— WHAT YOU WILL DO —
Transcribe all of the entries, matching each one exactly.

═════ DATA FOR THE TASK

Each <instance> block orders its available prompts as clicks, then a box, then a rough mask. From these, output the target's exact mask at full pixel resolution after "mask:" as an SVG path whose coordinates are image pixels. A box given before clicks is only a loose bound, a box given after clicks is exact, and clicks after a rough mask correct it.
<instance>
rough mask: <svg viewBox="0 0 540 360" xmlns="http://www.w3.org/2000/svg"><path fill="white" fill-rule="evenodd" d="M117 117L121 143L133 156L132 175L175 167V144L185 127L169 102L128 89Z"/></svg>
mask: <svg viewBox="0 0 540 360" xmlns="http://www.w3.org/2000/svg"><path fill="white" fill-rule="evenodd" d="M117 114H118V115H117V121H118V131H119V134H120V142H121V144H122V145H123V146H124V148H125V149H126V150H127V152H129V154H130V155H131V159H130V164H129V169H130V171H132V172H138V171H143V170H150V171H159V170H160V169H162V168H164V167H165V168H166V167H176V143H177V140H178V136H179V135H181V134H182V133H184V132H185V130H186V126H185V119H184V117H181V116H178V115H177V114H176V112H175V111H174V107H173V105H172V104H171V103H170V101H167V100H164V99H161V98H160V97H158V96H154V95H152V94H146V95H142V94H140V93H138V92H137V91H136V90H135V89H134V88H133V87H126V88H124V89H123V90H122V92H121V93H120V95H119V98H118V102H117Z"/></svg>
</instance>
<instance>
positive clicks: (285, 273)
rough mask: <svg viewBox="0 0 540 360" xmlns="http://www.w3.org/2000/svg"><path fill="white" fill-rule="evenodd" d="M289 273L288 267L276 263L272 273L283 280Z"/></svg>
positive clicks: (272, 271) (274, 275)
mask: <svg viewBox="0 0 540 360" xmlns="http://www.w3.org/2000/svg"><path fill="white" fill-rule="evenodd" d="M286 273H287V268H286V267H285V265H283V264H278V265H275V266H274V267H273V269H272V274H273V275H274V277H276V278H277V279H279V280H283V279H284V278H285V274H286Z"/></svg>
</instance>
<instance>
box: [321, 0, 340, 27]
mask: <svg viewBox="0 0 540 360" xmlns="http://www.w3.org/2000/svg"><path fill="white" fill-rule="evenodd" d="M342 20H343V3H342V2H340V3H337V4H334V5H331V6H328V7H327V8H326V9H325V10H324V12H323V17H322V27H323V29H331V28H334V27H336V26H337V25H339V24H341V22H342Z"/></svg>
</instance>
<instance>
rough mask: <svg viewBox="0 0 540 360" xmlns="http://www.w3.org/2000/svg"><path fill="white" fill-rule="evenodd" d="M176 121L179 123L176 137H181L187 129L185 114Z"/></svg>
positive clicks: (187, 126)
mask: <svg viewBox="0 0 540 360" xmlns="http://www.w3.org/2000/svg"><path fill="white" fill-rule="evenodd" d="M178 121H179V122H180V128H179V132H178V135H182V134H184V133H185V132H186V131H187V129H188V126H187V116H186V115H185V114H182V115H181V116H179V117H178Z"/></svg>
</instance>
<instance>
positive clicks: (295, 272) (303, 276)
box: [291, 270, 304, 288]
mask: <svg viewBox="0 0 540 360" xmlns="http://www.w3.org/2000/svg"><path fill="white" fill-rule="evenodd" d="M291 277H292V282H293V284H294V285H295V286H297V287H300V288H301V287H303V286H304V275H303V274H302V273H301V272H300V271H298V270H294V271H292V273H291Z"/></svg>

══════════

— SOLUTION TO THE EXERCISE —
Each <instance> block orders its available prompts as clicks, then a box, then a rough mask. From these, output the target's exact mask at full pixel resolution after "mask:" as an SVG path whose coordinates are image pixels. A box given before clicks is only a loose bound, a box given after clicks is exact, and clicks after a rough mask correct it.
<instance>
rough mask: <svg viewBox="0 0 540 360" xmlns="http://www.w3.org/2000/svg"><path fill="white" fill-rule="evenodd" d="M117 117L121 143L133 156L132 175L175 167V144L185 127L169 102L128 89Z"/></svg>
mask: <svg viewBox="0 0 540 360" xmlns="http://www.w3.org/2000/svg"><path fill="white" fill-rule="evenodd" d="M117 114H118V115H117V121H118V131H119V134H120V142H121V144H122V145H123V146H124V148H125V149H126V150H127V152H129V154H130V155H131V159H130V164H129V169H130V171H132V172H138V171H143V170H150V171H159V170H160V169H162V168H164V167H165V168H166V167H176V143H177V140H178V136H179V135H181V134H182V133H184V132H185V130H186V126H185V119H184V117H181V116H178V115H177V114H176V112H175V111H174V107H173V105H172V104H171V103H170V101H167V100H164V99H161V98H160V97H158V96H154V95H152V94H146V95H142V94H140V93H138V92H137V91H136V90H135V89H134V88H133V87H126V88H124V89H123V90H122V92H121V93H120V95H119V98H118V102H117Z"/></svg>
</instance>
<instance>
positive clicks: (285, 273)
rough mask: <svg viewBox="0 0 540 360" xmlns="http://www.w3.org/2000/svg"><path fill="white" fill-rule="evenodd" d="M289 273L288 267L276 263L272 273L283 280Z"/></svg>
positive clicks: (272, 271) (274, 275)
mask: <svg viewBox="0 0 540 360" xmlns="http://www.w3.org/2000/svg"><path fill="white" fill-rule="evenodd" d="M286 273H287V268H286V267H285V265H283V264H278V265H275V266H274V267H273V269H272V274H273V275H274V277H276V278H277V279H279V280H283V279H284V278H285V274H286Z"/></svg>
</instance>
<instance>
box: [321, 0, 340, 27]
mask: <svg viewBox="0 0 540 360" xmlns="http://www.w3.org/2000/svg"><path fill="white" fill-rule="evenodd" d="M342 20H343V3H342V2H340V3H337V4H334V5H331V6H328V7H327V8H326V9H325V10H324V12H323V17H322V27H323V29H331V28H334V27H336V26H337V25H339V24H341V22H342Z"/></svg>
</instance>
<instance>
rough mask: <svg viewBox="0 0 540 360" xmlns="http://www.w3.org/2000/svg"><path fill="white" fill-rule="evenodd" d="M176 121L179 123L176 137H181L187 129L185 114Z"/></svg>
positive clicks: (187, 126)
mask: <svg viewBox="0 0 540 360" xmlns="http://www.w3.org/2000/svg"><path fill="white" fill-rule="evenodd" d="M178 121H179V122H180V128H179V132H178V135H182V134H184V133H185V132H186V131H187V129H188V126H187V116H186V115H185V114H182V115H181V116H179V117H178Z"/></svg>
</instance>
<instance>
positive clicks: (295, 272) (303, 276)
box: [291, 270, 304, 288]
mask: <svg viewBox="0 0 540 360" xmlns="http://www.w3.org/2000/svg"><path fill="white" fill-rule="evenodd" d="M291 277H292V282H293V284H294V285H295V286H297V287H300V288H301V287H303V286H304V275H303V274H302V273H301V272H300V271H298V270H294V271H292V273H291Z"/></svg>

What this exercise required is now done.